• **Input for this task**:
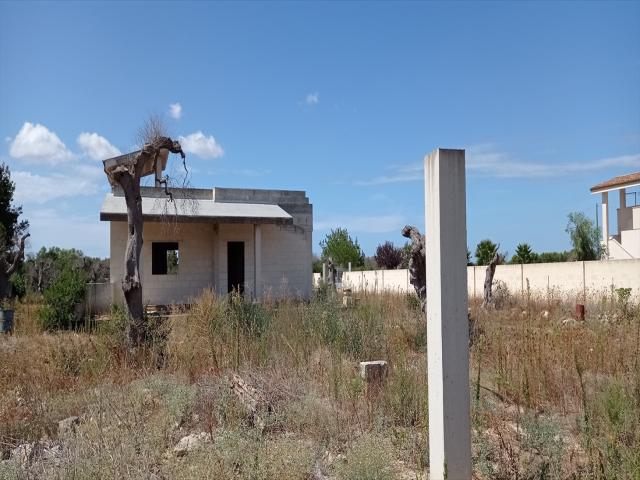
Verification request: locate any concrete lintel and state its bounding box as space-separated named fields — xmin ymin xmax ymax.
xmin=100 ymin=212 xmax=293 ymax=225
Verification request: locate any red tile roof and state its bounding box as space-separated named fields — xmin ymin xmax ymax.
xmin=591 ymin=172 xmax=640 ymax=193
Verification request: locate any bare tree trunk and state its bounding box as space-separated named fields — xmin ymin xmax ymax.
xmin=105 ymin=137 xmax=185 ymax=348
xmin=402 ymin=225 xmax=427 ymax=312
xmin=120 ymin=173 xmax=147 ymax=347
xmin=482 ymin=249 xmax=500 ymax=308
xmin=0 ymin=233 xmax=29 ymax=302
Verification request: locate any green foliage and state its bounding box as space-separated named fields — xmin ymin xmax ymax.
xmin=338 ymin=435 xmax=398 ymax=480
xmin=476 ymin=239 xmax=498 ymax=265
xmin=311 ymin=254 xmax=322 ymax=273
xmin=565 ymin=212 xmax=603 ymax=260
xmin=14 ymin=247 xmax=109 ymax=296
xmin=0 ymin=163 xmax=29 ymax=249
xmin=39 ymin=263 xmax=86 ymax=330
xmin=511 ymin=243 xmax=538 ymax=263
xmin=374 ymin=241 xmax=402 ymax=270
xmin=320 ymin=228 xmax=364 ymax=268
xmin=537 ymin=252 xmax=570 ymax=263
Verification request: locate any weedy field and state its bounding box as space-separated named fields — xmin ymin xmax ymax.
xmin=0 ymin=291 xmax=640 ymax=480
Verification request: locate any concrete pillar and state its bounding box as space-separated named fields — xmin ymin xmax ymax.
xmin=602 ymin=192 xmax=609 ymax=257
xmin=253 ymin=224 xmax=262 ymax=300
xmin=424 ymin=149 xmax=471 ymax=480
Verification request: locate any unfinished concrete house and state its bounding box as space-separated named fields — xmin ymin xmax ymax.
xmin=100 ymin=187 xmax=313 ymax=305
xmin=96 ymin=148 xmax=313 ymax=305
xmin=591 ymin=172 xmax=640 ymax=260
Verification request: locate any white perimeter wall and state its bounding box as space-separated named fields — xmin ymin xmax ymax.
xmin=313 ymin=260 xmax=640 ymax=300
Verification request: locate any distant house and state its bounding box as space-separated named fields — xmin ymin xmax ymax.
xmin=100 ymin=187 xmax=313 ymax=305
xmin=591 ymin=172 xmax=640 ymax=260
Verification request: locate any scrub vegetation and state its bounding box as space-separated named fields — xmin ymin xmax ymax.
xmin=0 ymin=290 xmax=640 ymax=480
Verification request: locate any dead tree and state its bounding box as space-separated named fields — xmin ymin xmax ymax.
xmin=103 ymin=136 xmax=185 ymax=347
xmin=0 ymin=233 xmax=29 ymax=302
xmin=402 ymin=225 xmax=427 ymax=312
xmin=482 ymin=248 xmax=501 ymax=308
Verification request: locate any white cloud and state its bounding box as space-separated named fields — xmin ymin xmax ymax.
xmin=305 ymin=92 xmax=320 ymax=105
xmin=467 ymin=144 xmax=640 ymax=178
xmin=179 ymin=131 xmax=224 ymax=158
xmin=11 ymin=165 xmax=105 ymax=205
xmin=25 ymin=208 xmax=109 ymax=258
xmin=169 ymin=102 xmax=182 ymax=120
xmin=9 ymin=122 xmax=74 ymax=165
xmin=313 ymin=214 xmax=406 ymax=233
xmin=354 ymin=144 xmax=640 ymax=186
xmin=76 ymin=132 xmax=121 ymax=160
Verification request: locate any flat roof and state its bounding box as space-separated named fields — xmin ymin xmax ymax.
xmin=591 ymin=172 xmax=640 ymax=193
xmin=100 ymin=193 xmax=293 ymax=225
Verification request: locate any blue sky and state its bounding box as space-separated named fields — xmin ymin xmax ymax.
xmin=0 ymin=2 xmax=640 ymax=256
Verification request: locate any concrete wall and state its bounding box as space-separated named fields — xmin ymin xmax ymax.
xmin=322 ymin=259 xmax=640 ymax=300
xmin=107 ymin=216 xmax=312 ymax=304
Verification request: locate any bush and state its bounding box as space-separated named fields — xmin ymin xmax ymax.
xmin=38 ymin=266 xmax=86 ymax=330
xmin=338 ymin=435 xmax=398 ymax=480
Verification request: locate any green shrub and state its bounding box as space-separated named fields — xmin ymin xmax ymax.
xmin=338 ymin=435 xmax=398 ymax=480
xmin=38 ymin=266 xmax=86 ymax=330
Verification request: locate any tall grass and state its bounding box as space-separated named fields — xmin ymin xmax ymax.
xmin=0 ymin=291 xmax=640 ymax=479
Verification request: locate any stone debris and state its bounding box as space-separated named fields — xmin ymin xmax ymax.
xmin=230 ymin=373 xmax=272 ymax=432
xmin=58 ymin=416 xmax=80 ymax=436
xmin=7 ymin=440 xmax=62 ymax=468
xmin=173 ymin=432 xmax=211 ymax=457
xmin=562 ymin=317 xmax=580 ymax=327
xmin=360 ymin=360 xmax=387 ymax=383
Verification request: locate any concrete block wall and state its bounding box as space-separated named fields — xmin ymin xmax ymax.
xmin=110 ymin=222 xmax=214 ymax=304
xmin=110 ymin=222 xmax=312 ymax=304
xmin=262 ymin=225 xmax=312 ymax=298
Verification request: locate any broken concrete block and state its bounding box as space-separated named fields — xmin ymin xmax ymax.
xmin=58 ymin=416 xmax=80 ymax=436
xmin=173 ymin=432 xmax=211 ymax=457
xmin=360 ymin=360 xmax=387 ymax=383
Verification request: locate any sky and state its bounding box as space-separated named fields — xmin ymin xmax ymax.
xmin=0 ymin=2 xmax=640 ymax=257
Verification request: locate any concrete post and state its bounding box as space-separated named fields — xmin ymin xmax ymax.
xmin=602 ymin=192 xmax=609 ymax=258
xmin=253 ymin=224 xmax=262 ymax=300
xmin=424 ymin=149 xmax=471 ymax=480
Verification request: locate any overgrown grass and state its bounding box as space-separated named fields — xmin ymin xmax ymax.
xmin=0 ymin=291 xmax=640 ymax=479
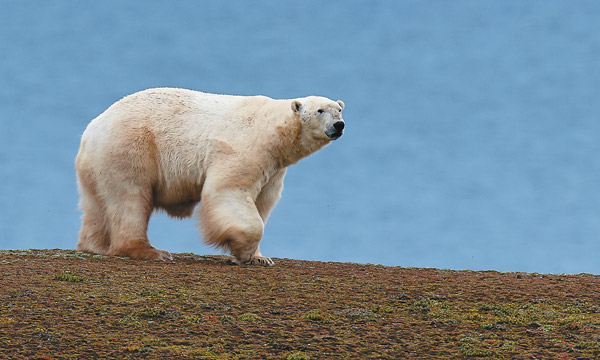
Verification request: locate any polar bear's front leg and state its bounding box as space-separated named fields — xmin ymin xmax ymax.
xmin=200 ymin=184 xmax=272 ymax=265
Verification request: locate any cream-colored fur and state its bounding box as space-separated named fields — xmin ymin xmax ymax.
xmin=75 ymin=88 xmax=344 ymax=265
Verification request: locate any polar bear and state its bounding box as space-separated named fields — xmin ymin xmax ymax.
xmin=75 ymin=88 xmax=345 ymax=265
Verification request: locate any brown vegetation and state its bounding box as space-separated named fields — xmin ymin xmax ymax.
xmin=0 ymin=250 xmax=600 ymax=359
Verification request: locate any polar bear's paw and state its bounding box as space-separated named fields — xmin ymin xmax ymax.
xmin=248 ymin=256 xmax=275 ymax=266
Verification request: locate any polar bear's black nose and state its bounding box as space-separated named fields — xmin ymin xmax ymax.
xmin=333 ymin=121 xmax=345 ymax=131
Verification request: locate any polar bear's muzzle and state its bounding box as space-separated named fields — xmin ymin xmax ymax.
xmin=325 ymin=121 xmax=346 ymax=140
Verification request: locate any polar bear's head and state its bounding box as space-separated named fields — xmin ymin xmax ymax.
xmin=292 ymin=96 xmax=346 ymax=141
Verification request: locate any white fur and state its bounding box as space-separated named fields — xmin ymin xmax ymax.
xmin=76 ymin=88 xmax=344 ymax=265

• **Goal**:
Can you convert the part of the rows above that opens with the line containing "Verification request: locate any red" and closes with the line containing "xmin=0 ymin=291 xmax=640 ymax=480", both included, into a numbered list with blank lines dropped?

• **Worked answer**:
1. Verification request: locate any red tile roof and state its bounding box as space-separated named fields — xmin ymin xmax ymax.
2. xmin=591 ymin=172 xmax=640 ymax=193
3. Verification request: locate any bare tree trunk and state its bounding box as space-separated named fields — xmin ymin xmax ymax.
4. xmin=105 ymin=137 xmax=185 ymax=348
5. xmin=402 ymin=225 xmax=427 ymax=312
6. xmin=120 ymin=173 xmax=147 ymax=347
7. xmin=482 ymin=249 xmax=500 ymax=308
8. xmin=0 ymin=233 xmax=29 ymax=302
9. Verification request: locate any green foliage and state its bounding box as space-separated named fields — xmin ymin xmax ymax.
10. xmin=338 ymin=435 xmax=398 ymax=480
11. xmin=476 ymin=239 xmax=498 ymax=265
12. xmin=311 ymin=254 xmax=322 ymax=273
13. xmin=565 ymin=212 xmax=603 ymax=260
14. xmin=14 ymin=247 xmax=109 ymax=296
15. xmin=0 ymin=163 xmax=29 ymax=249
16. xmin=39 ymin=263 xmax=86 ymax=330
17. xmin=511 ymin=243 xmax=538 ymax=263
18. xmin=374 ymin=241 xmax=402 ymax=270
19. xmin=320 ymin=228 xmax=364 ymax=268
20. xmin=537 ymin=252 xmax=570 ymax=263
21. Verification request: locate any weedy field and state its bounding box as space-separated named fields — xmin ymin xmax ymax.
22. xmin=0 ymin=291 xmax=640 ymax=480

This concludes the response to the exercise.